_Aim_
Pull out every row below that contains the word "fence", and copy each of those lines in full.

_Given records_
● ● ● ● ●

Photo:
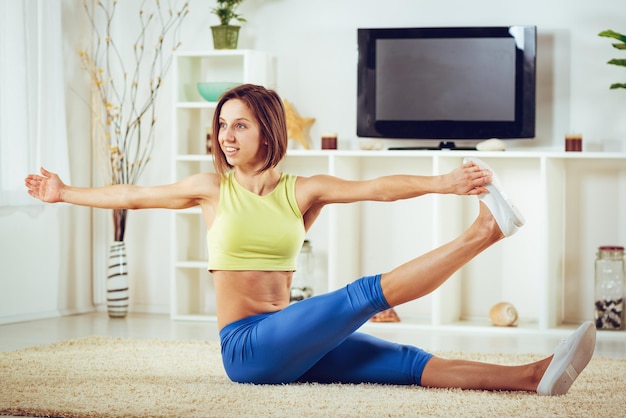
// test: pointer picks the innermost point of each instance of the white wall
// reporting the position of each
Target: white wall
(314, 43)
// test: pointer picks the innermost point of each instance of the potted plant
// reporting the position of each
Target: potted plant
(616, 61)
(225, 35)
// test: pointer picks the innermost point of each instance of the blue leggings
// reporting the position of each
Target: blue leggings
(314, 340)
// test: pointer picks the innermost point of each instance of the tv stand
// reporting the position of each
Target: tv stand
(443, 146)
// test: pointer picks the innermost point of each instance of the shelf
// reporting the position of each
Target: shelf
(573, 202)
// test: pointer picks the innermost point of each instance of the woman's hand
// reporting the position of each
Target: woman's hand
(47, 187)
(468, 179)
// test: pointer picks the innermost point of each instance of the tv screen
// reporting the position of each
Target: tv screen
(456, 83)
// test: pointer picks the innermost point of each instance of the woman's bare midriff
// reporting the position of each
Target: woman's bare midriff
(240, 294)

● ● ● ● ●

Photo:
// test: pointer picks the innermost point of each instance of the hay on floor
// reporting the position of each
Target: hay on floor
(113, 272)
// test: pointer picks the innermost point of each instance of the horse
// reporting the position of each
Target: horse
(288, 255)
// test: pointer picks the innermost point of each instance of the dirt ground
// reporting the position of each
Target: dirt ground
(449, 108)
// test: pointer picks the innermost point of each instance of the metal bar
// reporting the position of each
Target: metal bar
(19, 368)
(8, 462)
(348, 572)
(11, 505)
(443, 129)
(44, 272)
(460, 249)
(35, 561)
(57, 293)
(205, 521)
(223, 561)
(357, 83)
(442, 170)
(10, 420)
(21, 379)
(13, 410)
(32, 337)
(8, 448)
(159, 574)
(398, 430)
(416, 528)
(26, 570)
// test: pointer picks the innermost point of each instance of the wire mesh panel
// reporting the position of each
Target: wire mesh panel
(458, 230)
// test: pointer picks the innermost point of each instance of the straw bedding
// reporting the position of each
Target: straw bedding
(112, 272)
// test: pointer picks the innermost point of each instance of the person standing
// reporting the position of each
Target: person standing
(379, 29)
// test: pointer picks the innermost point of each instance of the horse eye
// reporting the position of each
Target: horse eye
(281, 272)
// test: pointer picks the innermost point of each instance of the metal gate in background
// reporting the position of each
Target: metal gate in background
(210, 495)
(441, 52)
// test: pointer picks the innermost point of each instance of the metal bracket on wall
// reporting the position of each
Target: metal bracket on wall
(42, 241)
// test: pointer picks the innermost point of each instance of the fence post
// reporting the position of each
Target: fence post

● ● ● ● ●

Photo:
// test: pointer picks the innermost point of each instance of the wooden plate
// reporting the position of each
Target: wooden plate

● ● ● ● ●

_Written reply_
// test: pointer picks the innermost point of each instance of the fence post
Target: fence post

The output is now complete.